Text for analysis:

Final Report Summary - AEROSOL REDUCTION (Ney hygienic cleaning technique - for food production - reducing aerosol problems and water consumption)

The food, agricultural and water industry use water under high pressure against contamination, microorganisms and bacteria and consume important amounts of water and energy at a global scale. However, many individuals suffer from poisoning or contamination due to hygiene problems and contamination from aerosols. Therefore, among the European and global goals is the increase of cleaning efficiency and the reduction of water consumption in the abovementioned sectors.

the principal goal of the AEROSOL REDUCTION project was to provide European food and medical industry with a dry pre-cleaning system as a replacement for the existing water wasting systems. Moreover, the project aimed to solve the technical problems that arose during the development of dry cleaning systems. In order to achieve these operational objectives numerous technical goals had to be met, including:

1. minimisation of pump energy losses due to friction and flow resistance
2. minimisation of energy losses due to vacuum flow in case necessary
3. the development of a pump that would render flow maintenance possible despite resistance
4. the design of a nozzle that would be either self-adjustable or easy to switch for different needs
5. the proposal of a pump system with short reaction time for changes in the usage or of a system with energy reservoirs capable to fill in during switches
6. the development of a vacuum cleaner equipped with state of the art battery technology.

Data records:
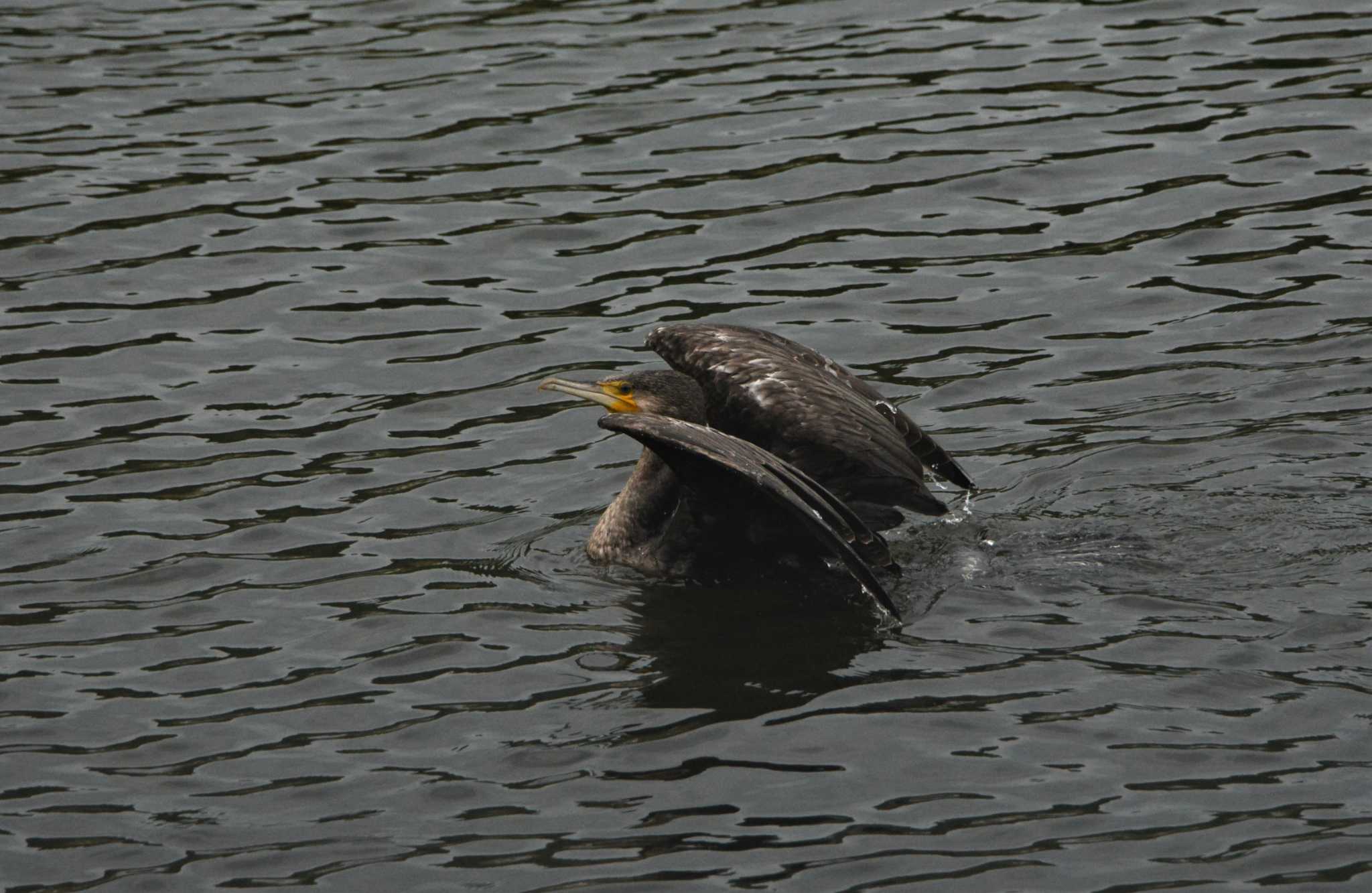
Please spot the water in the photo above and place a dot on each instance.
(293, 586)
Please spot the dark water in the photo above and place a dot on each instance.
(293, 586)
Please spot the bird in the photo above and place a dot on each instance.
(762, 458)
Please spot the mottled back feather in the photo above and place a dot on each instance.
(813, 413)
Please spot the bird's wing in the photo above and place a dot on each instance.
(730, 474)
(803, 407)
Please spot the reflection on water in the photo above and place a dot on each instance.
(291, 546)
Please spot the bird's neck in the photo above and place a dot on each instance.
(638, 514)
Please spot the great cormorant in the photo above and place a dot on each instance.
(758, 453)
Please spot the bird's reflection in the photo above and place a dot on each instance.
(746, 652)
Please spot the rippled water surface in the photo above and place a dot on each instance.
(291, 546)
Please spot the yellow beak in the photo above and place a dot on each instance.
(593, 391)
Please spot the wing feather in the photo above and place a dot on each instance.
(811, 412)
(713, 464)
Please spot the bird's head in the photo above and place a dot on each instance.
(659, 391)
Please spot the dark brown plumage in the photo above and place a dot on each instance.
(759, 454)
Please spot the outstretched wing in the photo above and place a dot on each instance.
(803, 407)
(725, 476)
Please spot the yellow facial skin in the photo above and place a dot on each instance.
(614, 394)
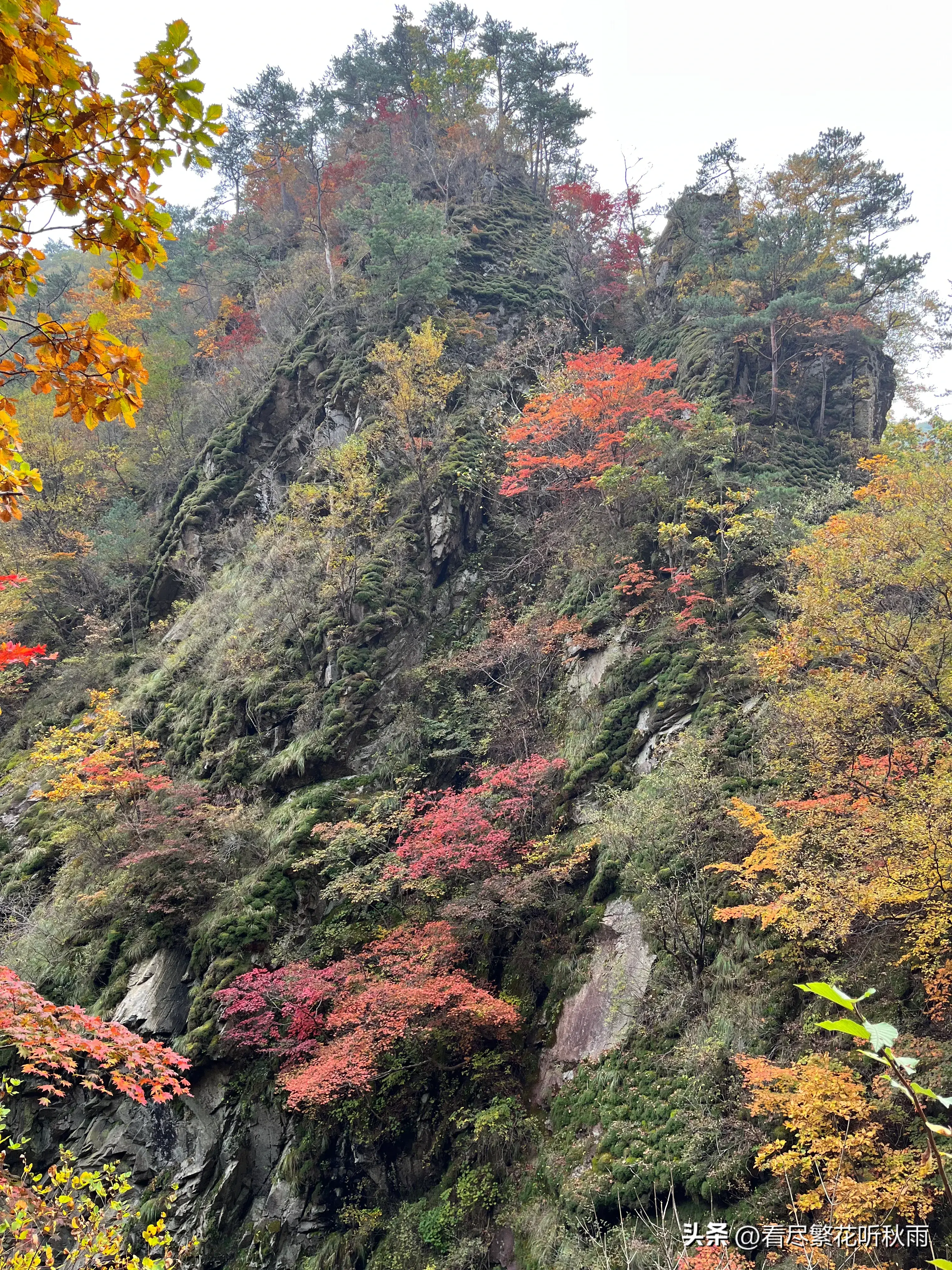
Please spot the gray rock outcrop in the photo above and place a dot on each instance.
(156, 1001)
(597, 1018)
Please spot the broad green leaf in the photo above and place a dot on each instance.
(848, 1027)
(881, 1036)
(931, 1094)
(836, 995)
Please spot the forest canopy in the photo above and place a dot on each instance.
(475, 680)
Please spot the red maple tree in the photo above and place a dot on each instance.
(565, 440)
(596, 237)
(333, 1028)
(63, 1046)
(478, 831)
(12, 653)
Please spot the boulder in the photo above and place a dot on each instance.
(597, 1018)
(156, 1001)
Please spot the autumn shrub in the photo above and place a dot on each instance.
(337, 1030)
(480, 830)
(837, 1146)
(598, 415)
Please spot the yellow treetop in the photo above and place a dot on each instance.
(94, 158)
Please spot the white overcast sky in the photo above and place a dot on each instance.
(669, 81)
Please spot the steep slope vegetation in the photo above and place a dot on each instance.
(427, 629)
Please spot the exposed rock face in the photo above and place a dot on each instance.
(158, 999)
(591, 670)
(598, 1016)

Tasks to perform:
a – In the project summary above, retype everything from "1. minimisation of" down to "art battery technology.".
b – According to the project summary, what kind of system was the project meant to provide in place of the existing water-wasting systems?

Solution list:
a –
1. minimisation of pump energy losses due to friction and flow resistance
2. minimisation of energy losses due to vacuum flow in case necessary
3. the development of a pump that would render flow maintenance possible despite resistance
4. the design of a nozzle that would be either self-adjustable or easy to switch for different needs
5. the proposal of a pump system with short reaction time for changes in the usage or of a system with energy reservoirs capable to fill in during switches
6. the development of a vacuum cleaner equipped with state of the art battery technology.

b – A dry pre-cleaning system.